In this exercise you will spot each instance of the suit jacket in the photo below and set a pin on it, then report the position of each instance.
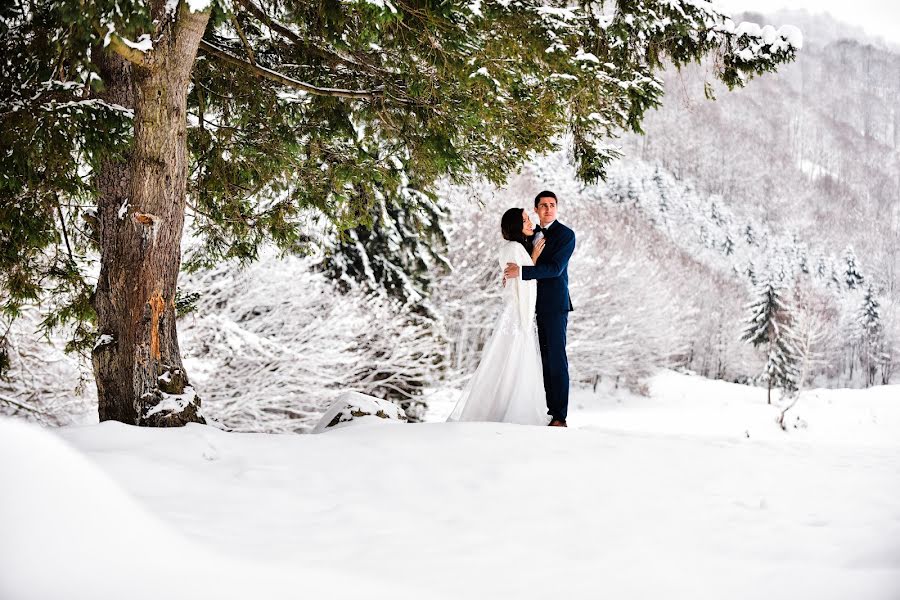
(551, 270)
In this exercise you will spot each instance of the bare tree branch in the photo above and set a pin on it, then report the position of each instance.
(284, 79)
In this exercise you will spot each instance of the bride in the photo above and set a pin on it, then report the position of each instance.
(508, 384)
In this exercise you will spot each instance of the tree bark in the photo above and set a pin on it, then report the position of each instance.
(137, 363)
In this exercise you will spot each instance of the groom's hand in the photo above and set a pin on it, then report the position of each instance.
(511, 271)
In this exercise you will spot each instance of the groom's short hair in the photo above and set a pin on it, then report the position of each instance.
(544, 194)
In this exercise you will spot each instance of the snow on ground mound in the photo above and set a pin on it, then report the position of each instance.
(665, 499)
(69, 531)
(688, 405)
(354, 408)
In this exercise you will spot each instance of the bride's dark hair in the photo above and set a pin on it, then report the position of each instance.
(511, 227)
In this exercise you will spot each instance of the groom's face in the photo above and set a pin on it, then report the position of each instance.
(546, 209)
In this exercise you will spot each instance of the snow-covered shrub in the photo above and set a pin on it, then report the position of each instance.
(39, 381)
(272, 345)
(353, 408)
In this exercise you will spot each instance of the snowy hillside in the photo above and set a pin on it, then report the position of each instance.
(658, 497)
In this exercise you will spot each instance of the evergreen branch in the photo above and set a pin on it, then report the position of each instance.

#####

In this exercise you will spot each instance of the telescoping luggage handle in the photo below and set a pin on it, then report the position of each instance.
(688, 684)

#####

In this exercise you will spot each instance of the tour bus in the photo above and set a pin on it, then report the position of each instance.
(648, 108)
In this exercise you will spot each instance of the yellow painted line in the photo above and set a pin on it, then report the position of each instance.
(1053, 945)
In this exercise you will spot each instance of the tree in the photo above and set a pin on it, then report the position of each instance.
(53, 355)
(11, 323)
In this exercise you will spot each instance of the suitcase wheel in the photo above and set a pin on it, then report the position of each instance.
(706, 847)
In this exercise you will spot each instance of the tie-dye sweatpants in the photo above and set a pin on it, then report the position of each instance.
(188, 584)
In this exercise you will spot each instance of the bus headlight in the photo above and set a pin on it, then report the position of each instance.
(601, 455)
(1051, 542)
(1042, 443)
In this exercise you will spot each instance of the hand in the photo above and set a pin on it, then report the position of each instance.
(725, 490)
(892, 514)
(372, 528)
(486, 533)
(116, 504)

#####

## [TASK DETAILS]
How many lines in the material above contain the string "groom", counting only matches with the same case? Reply with the number alone.

## [EXPECTED ANSWER]
3